→ **TASK INSTRUCTIONS**
Show each line of the records below that contains the word "lead", copying every such line in full. Case counts, so only lines where the capitals and small letters match should be listed.

** Begin RECORD SET **

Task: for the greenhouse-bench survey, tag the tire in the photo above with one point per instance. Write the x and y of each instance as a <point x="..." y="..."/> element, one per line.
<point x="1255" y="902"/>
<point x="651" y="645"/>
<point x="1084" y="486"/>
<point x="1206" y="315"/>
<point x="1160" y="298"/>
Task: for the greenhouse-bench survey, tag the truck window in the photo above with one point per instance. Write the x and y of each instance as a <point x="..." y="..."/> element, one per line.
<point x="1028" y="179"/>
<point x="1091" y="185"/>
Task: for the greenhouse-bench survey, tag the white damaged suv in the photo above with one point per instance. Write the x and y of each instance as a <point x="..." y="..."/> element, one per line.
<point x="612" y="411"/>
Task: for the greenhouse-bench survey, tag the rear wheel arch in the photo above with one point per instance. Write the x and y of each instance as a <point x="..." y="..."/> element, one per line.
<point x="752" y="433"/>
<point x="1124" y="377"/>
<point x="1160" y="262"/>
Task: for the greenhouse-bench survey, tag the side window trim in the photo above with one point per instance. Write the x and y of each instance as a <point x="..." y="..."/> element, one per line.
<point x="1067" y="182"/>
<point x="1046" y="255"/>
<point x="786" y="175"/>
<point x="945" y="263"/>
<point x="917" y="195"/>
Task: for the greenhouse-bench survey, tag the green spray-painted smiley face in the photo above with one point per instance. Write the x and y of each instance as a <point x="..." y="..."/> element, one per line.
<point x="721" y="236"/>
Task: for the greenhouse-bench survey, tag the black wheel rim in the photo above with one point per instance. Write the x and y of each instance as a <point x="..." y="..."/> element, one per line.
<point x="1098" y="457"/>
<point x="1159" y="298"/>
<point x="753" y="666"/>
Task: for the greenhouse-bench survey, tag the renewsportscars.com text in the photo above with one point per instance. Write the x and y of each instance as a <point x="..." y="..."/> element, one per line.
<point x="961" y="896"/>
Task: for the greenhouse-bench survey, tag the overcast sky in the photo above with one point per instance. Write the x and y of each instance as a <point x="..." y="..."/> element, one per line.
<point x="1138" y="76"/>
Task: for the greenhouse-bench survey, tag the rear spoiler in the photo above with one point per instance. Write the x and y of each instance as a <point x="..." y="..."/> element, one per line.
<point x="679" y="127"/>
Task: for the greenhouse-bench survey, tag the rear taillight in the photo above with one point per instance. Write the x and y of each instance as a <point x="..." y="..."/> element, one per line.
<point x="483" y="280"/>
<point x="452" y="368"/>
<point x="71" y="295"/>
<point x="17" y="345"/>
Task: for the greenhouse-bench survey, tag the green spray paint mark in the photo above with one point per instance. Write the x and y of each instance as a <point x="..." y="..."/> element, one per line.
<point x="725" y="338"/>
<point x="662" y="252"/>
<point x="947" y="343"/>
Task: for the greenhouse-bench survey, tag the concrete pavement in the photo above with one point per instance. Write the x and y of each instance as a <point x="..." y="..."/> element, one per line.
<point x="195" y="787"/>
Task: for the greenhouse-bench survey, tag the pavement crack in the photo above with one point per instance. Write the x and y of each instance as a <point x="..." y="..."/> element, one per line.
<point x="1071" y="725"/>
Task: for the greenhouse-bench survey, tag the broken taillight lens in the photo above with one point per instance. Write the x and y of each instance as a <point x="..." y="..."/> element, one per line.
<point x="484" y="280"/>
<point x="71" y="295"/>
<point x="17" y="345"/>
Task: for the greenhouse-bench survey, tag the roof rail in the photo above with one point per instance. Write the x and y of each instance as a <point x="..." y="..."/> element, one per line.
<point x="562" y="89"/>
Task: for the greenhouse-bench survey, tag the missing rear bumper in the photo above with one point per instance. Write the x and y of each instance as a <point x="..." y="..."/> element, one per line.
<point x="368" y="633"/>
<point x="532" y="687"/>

** End RECORD SET **
** Begin RECORD SET **

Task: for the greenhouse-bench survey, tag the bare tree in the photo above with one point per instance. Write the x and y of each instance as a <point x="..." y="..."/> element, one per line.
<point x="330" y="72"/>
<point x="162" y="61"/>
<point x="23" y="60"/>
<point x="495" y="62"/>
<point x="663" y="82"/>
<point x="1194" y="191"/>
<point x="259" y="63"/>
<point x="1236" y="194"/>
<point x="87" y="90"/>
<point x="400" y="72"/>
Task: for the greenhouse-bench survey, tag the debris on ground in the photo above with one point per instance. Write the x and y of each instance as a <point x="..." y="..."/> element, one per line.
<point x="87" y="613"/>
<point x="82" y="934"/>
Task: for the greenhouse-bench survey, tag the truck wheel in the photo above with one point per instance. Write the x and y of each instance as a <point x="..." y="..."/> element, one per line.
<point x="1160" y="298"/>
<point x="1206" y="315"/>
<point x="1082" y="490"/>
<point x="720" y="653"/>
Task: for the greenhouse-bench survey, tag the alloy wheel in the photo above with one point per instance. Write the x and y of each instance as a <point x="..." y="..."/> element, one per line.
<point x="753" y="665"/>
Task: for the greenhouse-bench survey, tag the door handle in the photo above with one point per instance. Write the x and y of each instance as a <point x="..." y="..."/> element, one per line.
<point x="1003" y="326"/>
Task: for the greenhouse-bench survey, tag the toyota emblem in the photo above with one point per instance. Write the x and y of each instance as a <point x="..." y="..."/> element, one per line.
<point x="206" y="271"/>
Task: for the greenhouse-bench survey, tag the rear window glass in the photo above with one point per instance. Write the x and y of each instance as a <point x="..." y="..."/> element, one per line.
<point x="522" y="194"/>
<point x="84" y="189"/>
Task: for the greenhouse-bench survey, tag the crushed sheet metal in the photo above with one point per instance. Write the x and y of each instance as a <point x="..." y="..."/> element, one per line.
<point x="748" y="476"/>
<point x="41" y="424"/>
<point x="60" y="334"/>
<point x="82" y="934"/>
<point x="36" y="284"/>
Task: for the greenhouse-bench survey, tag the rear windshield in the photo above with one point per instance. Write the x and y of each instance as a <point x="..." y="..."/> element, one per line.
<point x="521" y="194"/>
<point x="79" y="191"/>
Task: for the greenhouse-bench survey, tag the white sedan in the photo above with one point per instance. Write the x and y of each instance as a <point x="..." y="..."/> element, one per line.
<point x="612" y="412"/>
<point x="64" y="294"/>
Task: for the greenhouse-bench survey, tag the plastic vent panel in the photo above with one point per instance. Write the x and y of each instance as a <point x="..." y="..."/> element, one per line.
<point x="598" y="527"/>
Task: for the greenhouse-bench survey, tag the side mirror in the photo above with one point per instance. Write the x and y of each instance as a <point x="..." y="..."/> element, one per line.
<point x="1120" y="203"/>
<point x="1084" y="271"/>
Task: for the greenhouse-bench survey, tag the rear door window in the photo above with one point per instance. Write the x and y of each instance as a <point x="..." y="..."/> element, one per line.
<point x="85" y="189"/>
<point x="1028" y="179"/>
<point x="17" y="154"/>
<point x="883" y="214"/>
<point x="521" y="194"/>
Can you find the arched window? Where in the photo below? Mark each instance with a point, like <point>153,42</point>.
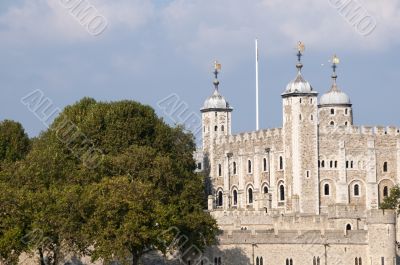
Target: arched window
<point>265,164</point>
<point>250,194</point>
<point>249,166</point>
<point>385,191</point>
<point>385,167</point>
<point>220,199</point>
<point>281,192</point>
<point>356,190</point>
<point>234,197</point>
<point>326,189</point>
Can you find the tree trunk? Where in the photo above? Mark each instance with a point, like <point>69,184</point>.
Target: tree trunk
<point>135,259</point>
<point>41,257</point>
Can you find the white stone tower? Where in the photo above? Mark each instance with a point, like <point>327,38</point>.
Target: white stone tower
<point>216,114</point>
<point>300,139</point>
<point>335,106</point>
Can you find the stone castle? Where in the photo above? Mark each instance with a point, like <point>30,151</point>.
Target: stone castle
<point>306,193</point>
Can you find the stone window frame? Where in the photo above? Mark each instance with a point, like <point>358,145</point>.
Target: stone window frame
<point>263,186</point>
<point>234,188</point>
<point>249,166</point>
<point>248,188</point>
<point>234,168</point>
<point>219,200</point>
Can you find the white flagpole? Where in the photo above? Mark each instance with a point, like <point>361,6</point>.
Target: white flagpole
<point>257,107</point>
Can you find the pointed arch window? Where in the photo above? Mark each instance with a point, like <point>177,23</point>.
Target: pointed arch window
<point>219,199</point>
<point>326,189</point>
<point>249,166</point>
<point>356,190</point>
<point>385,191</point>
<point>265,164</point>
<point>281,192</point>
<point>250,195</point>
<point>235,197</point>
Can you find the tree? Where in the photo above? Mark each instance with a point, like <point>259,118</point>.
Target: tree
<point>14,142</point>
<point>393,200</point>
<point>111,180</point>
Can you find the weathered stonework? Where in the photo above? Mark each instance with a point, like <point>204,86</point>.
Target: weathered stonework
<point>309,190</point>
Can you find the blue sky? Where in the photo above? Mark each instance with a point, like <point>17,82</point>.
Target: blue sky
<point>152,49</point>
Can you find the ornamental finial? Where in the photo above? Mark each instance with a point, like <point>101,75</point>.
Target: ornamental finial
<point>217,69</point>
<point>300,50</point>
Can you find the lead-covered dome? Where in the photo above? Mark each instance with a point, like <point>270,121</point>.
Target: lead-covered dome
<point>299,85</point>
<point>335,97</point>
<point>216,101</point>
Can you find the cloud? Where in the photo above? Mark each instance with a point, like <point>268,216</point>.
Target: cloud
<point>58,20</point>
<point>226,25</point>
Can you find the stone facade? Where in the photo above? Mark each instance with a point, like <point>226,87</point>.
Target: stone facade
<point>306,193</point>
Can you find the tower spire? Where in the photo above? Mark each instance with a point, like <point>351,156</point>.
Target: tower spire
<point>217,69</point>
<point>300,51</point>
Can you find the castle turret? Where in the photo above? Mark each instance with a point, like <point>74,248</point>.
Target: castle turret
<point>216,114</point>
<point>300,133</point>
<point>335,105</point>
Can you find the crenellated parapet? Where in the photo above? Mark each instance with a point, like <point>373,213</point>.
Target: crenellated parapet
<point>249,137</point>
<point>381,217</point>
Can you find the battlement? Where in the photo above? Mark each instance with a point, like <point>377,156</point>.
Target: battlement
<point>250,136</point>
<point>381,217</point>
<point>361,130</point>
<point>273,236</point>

** End RECORD SET **

→ **FULL RESPONSE**
Can you find the lead-covered dome? Where in the photo above? Mark each instance with a point, like <point>270,121</point>.
Target: lead-covered dome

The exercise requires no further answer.